Consigne 1
Traduisez en anglais la phrase suivante, tirée de la critique du film Trap : « Tel n'est pas le cas ici (ce qui a peut-être déçu certains fans). »
Consigne 2
Selon la critique du film Trap, quels sont les derniers films de M. Night Shyamalan qui n'ont guère suscité d'enthousiasme ?
Consigne 3
Prolongez la critique du film Trap en enchaînant directement après sa dernière phrase.
------ Extrait de page
22:01 Publié dans Cinéma, Livre, Loisirs, Télévision | Lien permanent | Commentaires (2) | Tags : cinéma, cinema, film, films, télévision, télé, bd, bande dessinée, bande-dessinée
mercredi, 07 août 2024
Trap
Au cours d'un gigantesque concert (réunissant une quinzaine de milliers de spectateurs, majoritairement adolescents, parfois venus avec leurs parents), un impressionnant dispositif policier est mis en place. Même le FBI est présent, pour tenter de tuer/capturer "le boucher" un machiavélique tueur en série.
Il y a vingt ans, M. Night Shyamalan (dont les derniers films, Old et Knock at the cabin, n'ont guère suscité d'enthousiasme) nous aurait servi un huis clos étouffant, nous offrant une multitude de suspects, plus crédibles les uns que les autres, avec retournement complet de situation à la fin.
Tel n'est pas le cas ici (ce qui a peut-être déçu certains fans). Shyamy n'a pas eu envie de reproduire un schéma déjà utilisé, même si la première heure de ce thriller prend effectivement l'apparence d'un huis clos, dans un gigantesque complexe dont nous découvrons les arrière-cours... en suivant le tueur recherché, sur l'identité duquel ne plane aucun mystère.
------------
------ Données fournies
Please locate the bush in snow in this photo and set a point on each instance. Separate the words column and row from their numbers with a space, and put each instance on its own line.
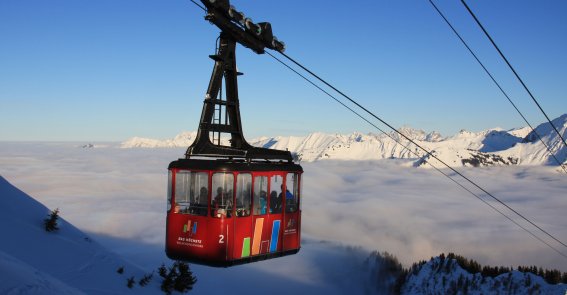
column 178, row 278
column 130, row 283
column 145, row 280
column 50, row 222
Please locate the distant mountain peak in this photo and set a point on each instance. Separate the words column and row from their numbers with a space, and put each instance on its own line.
column 494, row 146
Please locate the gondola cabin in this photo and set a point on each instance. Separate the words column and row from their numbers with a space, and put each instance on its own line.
column 222, row 213
column 229, row 202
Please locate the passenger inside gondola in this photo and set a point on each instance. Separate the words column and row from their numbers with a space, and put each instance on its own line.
column 275, row 203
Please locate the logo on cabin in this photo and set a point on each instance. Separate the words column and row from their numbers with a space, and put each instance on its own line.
column 190, row 228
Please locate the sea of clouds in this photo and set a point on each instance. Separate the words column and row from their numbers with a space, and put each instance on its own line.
column 118, row 196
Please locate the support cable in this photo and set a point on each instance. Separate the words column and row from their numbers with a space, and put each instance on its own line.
column 514, row 71
column 418, row 146
column 417, row 155
column 497, row 85
column 423, row 149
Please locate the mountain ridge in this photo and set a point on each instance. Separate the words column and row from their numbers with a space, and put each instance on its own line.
column 490, row 147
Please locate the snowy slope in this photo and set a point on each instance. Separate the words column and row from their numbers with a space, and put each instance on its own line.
column 34, row 261
column 485, row 148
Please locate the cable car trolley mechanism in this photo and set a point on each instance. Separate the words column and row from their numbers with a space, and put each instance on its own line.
column 229, row 202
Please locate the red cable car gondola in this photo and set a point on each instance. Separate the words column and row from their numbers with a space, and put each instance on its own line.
column 229, row 202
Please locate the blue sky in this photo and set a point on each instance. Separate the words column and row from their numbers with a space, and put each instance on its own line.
column 110, row 70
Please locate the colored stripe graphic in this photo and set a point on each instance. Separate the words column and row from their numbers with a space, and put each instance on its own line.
column 257, row 236
column 245, row 247
column 275, row 235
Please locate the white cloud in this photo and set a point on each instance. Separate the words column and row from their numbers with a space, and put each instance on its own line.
column 411, row 212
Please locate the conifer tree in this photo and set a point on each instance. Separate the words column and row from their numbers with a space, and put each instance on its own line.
column 50, row 222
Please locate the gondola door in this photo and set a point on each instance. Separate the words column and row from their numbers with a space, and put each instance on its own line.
column 292, row 213
column 243, row 219
column 260, row 219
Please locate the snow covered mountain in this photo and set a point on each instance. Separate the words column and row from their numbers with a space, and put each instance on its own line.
column 485, row 148
column 34, row 261
column 442, row 275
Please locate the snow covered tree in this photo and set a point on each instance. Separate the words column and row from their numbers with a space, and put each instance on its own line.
column 130, row 282
column 179, row 278
column 50, row 222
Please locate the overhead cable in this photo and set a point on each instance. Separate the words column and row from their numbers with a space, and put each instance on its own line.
column 514, row 71
column 417, row 155
column 498, row 85
column 422, row 148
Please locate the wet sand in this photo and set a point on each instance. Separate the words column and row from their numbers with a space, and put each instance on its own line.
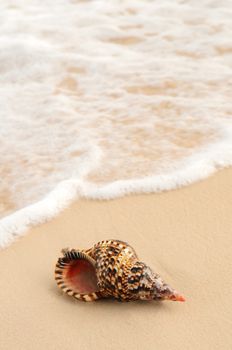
column 184, row 235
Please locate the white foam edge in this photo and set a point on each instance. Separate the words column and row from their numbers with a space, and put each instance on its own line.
column 196, row 168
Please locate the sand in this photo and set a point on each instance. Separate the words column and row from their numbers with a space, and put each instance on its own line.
column 185, row 235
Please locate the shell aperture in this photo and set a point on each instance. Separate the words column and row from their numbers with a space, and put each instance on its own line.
column 110, row 269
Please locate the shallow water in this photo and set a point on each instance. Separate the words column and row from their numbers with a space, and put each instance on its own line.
column 116, row 97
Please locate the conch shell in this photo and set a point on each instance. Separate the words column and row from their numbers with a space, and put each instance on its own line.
column 110, row 269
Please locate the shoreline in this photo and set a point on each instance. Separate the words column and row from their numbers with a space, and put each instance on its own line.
column 184, row 235
column 67, row 192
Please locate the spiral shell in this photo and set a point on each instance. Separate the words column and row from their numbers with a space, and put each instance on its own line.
column 110, row 269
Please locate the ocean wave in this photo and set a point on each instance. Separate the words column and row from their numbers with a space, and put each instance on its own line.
column 102, row 99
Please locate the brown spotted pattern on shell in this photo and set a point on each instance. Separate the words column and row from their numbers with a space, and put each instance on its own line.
column 110, row 269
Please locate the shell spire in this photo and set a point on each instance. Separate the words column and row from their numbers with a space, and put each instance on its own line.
column 110, row 269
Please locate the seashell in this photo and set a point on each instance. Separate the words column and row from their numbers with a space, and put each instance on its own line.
column 110, row 269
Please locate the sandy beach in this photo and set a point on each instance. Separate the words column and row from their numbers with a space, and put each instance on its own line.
column 185, row 235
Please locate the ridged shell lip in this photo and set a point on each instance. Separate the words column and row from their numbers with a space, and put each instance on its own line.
column 176, row 297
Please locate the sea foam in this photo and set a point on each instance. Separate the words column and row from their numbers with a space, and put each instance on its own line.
column 100, row 99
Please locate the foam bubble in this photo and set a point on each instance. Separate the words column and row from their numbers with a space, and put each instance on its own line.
column 101, row 99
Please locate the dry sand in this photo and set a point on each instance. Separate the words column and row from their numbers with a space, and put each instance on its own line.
column 185, row 235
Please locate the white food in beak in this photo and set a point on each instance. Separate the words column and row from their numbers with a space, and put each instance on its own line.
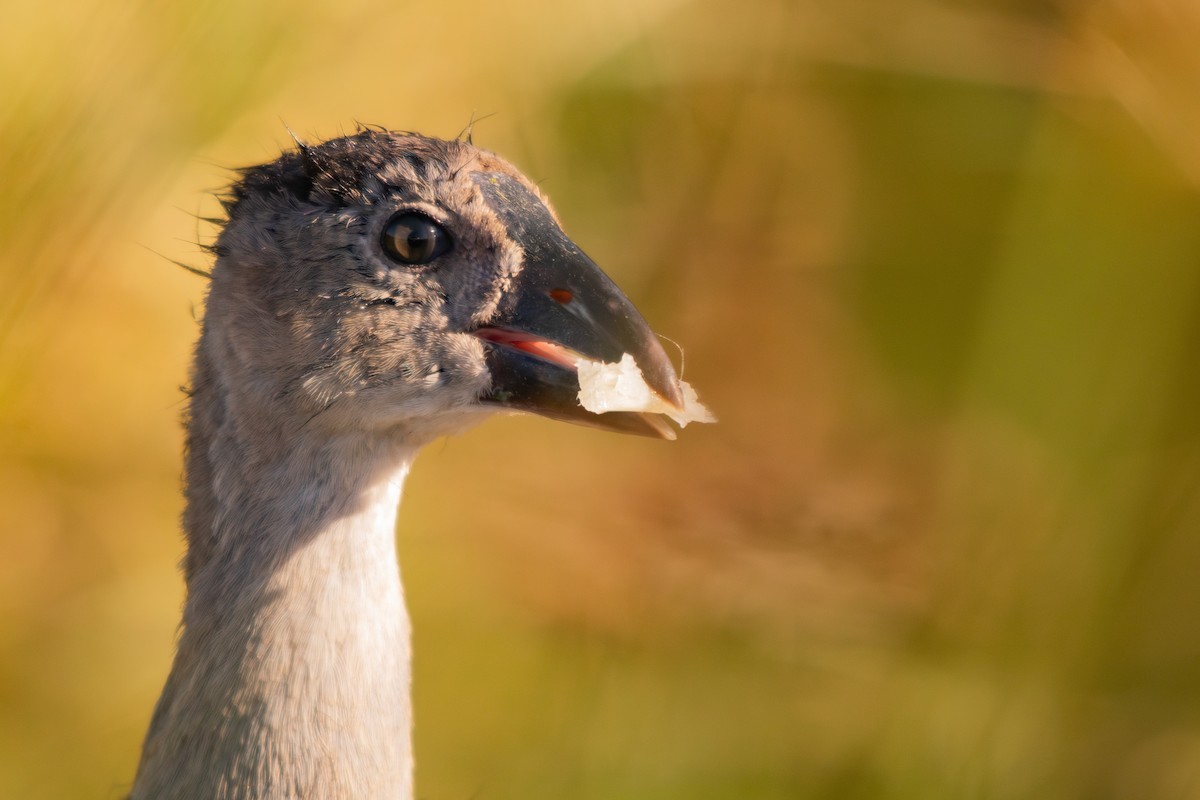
column 621, row 388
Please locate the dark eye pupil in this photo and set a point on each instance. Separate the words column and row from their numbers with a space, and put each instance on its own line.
column 412, row 238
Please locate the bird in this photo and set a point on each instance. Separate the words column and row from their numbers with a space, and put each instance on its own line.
column 369, row 294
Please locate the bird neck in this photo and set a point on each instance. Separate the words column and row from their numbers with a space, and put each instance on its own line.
column 293, row 668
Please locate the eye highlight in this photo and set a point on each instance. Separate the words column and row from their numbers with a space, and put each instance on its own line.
column 412, row 238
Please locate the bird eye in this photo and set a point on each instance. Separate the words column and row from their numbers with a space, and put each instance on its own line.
column 412, row 238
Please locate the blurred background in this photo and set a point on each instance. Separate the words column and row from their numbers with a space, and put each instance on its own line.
column 934, row 263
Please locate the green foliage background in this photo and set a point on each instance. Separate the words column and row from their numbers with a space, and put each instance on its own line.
column 935, row 264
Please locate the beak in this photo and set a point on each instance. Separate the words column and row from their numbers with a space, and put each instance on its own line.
column 561, row 307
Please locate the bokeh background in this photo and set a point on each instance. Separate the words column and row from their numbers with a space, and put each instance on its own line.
column 934, row 263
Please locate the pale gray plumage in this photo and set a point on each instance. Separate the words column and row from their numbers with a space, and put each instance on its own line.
column 322, row 367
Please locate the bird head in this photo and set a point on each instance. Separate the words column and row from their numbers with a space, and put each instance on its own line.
column 394, row 281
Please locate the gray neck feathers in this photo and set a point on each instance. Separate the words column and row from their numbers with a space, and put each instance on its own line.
column 292, row 674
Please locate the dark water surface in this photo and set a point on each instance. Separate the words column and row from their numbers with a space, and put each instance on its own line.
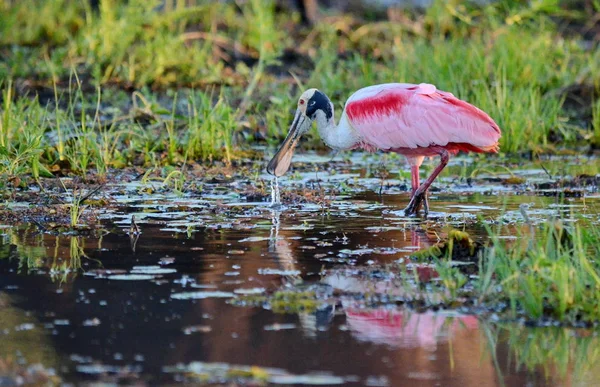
------------
Réponse 1
That is not the case here (which may have disappointed some fans).

Réponse 2
Old et Knock at the cabin.

Réponse 3
Ce Cooper a les traits d'une "gueule d'ange", Josh Harnett, ex-tombeur de ces dames, dont, à l'occasion, on peut revoir le torse et l'abdomen... plutôt bien entretenus ma foi, même si l'on sent qu'au niveau des "poignées d'amour", le temps a fait son effet...
Pour certains, ce choix dans la narration et la mise en scène ne manquera pas d'être gênant. Le héros est une ordure, mais une ordure qui aime sa famille, en particulier sa fille Riley, pour laquelle ce papounet pompier a cassé sa tirelire : il s'est procuré deux places pour le concert de Lady Raven, une vedette de la pop qui semble être un mélange de Lady Gaga, Beyonce et Jennifer Lopez. Elle est interprétée (texte et chansons) par une certaine Saleka Night Shyamalan... eh, oui, l'aînée des trois filles du réalisateur, qui semble profiter de ce film pour tenter de donner un élan supplémentaire à la carrière de chanteuse et/ou d'actrice de sa progéniture. (La cadette est déjà réalisatrice.)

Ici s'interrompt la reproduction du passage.